**Parts of the exercise**:
1. Using the Gozo travel diary entry, answer the following:
(a) Which two birds may legally be shot during the shooting season?
(b) What was the punishment in the 17th and 18th centuries for anyone caught on Fungus Rock?
(c) Which gallery does Joan Grima work for?
2. In one to three sentences, explain why the painters in the Gozo travel diary entry changed their schedule and went to Dwerja.
3. Please carry on the Gozo travel diary entry, starting after its last sentence.

**Document segment**:
#####

Friday, 26 April 2013

Day Four: Discovering the Azure Window - the scenery is beautiful yet fragile.

Gozo: Day Four

Go for an early morning climb to get a clear view of Xlendi, where our hotel is based. Wind is strong so take refuge in cleft of rock. Above me an array of birds mirror my actions. I jump as gun shots are fired above. It's shooting season and for a limited period of the day and for a few weeks only, it is legal to shoot Turtle Dove and Quail. As each shot fires yet more birds congregate in safety. I shan't tell. Join the painters today who after consulting the locals, change schedule and head for Dwerja as winds are so strong. Here the Azure Window, a prominent landmark is the attraction but is eroding fast due to ferocious waves and weather. It's predicted within 20 years it will be a mere sea stack. Waves pound dramatically through and completely fill the arch. I chat with Joan Grima from Gallery Crystal, which sells beautiful Gozo Glass. She grew up with this arch and admits she will be sad to see it disappear. I buy a vase from their Seaweed collection and pendant to remind me of this place. Fragility yet beauty sums up the scenery.

Ian Barber and his wife Carol, who act as the support team for Authentic Adventures, live in Gozo and fill us in about Dwerja's history. Ian points out Fungus Rock, believed to grow fungus containing healing properties. However in the 17th and 18th centuries anyone caught on this rock was put in the galleys for three years. A nearby smaller rock - Crocodile Rock - is so named for obvious reasons with its menacing jaw like form. Intrigued by the number of trace fossils embedded in the stone under foot, I receive an informative marine biology lesson from Roger, indicating his former BBC role as a senior producer on popular natural history documentaries. I attempt to capture the fossil imprints by tracing them in graphite and ink intense pencil before tackling the famous arch, which my fellow painters embrace determinedly despite losing various tools and canvases in the process due to the high winds.

#####

**Extracted material**:
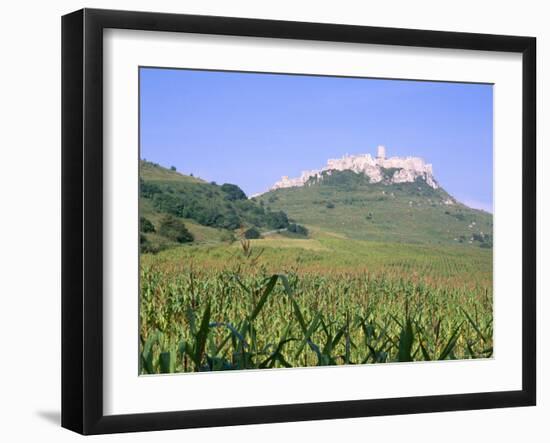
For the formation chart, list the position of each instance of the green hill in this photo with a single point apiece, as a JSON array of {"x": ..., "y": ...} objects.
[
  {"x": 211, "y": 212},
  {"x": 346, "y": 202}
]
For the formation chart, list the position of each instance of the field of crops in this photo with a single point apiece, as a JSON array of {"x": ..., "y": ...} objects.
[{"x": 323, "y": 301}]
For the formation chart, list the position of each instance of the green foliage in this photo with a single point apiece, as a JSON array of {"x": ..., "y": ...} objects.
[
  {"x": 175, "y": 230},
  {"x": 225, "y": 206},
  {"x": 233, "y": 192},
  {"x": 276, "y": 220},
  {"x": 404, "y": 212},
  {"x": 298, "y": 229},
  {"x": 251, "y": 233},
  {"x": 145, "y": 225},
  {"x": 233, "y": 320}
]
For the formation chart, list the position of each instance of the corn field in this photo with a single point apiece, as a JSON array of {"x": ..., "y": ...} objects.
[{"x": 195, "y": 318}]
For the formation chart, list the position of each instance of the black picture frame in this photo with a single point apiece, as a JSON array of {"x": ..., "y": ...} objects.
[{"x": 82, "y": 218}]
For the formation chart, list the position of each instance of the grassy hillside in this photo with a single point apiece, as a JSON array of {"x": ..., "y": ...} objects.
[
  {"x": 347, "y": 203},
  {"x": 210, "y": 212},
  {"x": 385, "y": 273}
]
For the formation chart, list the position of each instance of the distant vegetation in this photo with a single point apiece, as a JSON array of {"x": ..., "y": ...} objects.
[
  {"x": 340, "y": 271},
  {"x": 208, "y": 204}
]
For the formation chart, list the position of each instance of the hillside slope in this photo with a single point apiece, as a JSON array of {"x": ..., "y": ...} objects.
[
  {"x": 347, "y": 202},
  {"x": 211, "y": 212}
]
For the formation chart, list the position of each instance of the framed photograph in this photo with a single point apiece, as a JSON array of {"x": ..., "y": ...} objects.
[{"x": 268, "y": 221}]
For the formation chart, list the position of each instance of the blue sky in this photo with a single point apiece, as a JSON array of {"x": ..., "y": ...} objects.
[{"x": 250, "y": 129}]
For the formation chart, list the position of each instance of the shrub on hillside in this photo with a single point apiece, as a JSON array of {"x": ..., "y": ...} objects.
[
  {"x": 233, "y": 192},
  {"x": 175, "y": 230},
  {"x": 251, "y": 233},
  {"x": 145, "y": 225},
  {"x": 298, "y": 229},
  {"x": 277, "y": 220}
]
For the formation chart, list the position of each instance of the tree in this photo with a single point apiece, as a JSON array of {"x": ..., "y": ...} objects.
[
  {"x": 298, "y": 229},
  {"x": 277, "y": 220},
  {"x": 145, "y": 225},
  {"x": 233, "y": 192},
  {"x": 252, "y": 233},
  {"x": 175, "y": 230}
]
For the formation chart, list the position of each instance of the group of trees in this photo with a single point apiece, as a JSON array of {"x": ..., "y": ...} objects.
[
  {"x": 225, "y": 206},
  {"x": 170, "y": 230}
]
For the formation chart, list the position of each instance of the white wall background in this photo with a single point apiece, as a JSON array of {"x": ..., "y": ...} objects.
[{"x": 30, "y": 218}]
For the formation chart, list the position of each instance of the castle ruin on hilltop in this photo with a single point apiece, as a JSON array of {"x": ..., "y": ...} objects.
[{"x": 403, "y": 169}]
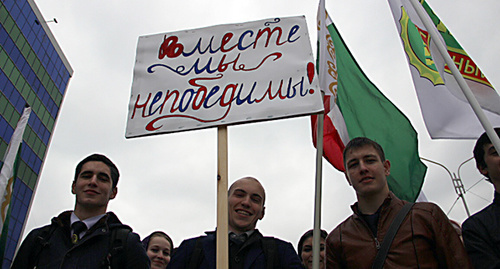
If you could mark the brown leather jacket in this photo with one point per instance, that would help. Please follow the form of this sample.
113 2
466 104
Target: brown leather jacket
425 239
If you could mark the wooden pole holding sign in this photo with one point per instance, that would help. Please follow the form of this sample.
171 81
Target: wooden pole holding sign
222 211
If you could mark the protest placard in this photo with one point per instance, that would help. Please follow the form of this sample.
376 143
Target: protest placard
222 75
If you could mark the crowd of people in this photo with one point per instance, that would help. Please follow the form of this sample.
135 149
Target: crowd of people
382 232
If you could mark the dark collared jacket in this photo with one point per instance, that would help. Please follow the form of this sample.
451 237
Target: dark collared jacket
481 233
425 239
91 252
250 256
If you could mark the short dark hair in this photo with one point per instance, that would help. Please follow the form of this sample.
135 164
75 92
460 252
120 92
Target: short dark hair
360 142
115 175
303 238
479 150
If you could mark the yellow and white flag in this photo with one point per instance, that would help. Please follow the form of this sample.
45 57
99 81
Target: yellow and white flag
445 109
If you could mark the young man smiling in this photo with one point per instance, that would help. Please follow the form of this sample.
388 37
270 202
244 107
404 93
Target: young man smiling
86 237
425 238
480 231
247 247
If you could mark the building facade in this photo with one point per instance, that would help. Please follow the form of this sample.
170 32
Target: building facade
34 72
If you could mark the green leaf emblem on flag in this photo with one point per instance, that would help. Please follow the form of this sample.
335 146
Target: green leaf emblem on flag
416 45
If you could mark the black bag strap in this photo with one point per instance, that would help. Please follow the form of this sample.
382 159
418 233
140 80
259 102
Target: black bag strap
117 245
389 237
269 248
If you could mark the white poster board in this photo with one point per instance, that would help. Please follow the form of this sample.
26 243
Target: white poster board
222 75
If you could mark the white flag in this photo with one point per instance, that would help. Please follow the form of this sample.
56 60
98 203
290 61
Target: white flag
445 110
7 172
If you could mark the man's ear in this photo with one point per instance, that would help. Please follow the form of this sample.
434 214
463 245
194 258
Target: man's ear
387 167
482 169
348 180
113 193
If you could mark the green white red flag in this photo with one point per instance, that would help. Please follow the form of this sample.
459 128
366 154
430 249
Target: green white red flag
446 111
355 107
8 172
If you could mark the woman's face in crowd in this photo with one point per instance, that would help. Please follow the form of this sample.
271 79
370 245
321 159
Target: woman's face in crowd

#####

**Exercise responses**:
1.
(a) Turtle Dove and Quail.
(b) Three years in the galleys.
(c) Gallery Crystal.

2. After consulting the locals, the painters changed their schedule and headed for Dwerja because the winds were so strong.

3.
Hilary Archer paints in acrylics

Paul Hewson paints an old doorway

The Azure window - in artists book form

The word Picnic now has a new definition for me. Mine normally consists of sandwiches wrapped in tin foil. Today we are given ceramic plates, proper cutlery and top notch island-grown salads, as we shelter in a fossilised sand dune. Enjoy the warmth of the sun rays and drink in bird sounds and those of squealing youngsters braving the chilly waters in the distance. Pretend to be a fossil detective and take tracings of the indentations left by these once-living creatures. Watch the brave, pull on wet suits and heavy diving equipment and disappear under the water surface, before seeking out members of the painting party who have dispersed in various places of shelters to capture boats, rocks and the general ambience of this idyllic place.

While Hilary Archer tackles the intricacies and colours in the cliff facade in acrylics, I settle for drawing Paul Hewson in graphite and ink as he attempts a watercolour sketch of a weather-worn doorway with strips of peeling turquoise paint. Just check the famous Azure Window is still intact before heading back to the hotel to chat with our ramblers who have been to Marsalforn Valley to taste the wines and cheese at a local farm and vineyard.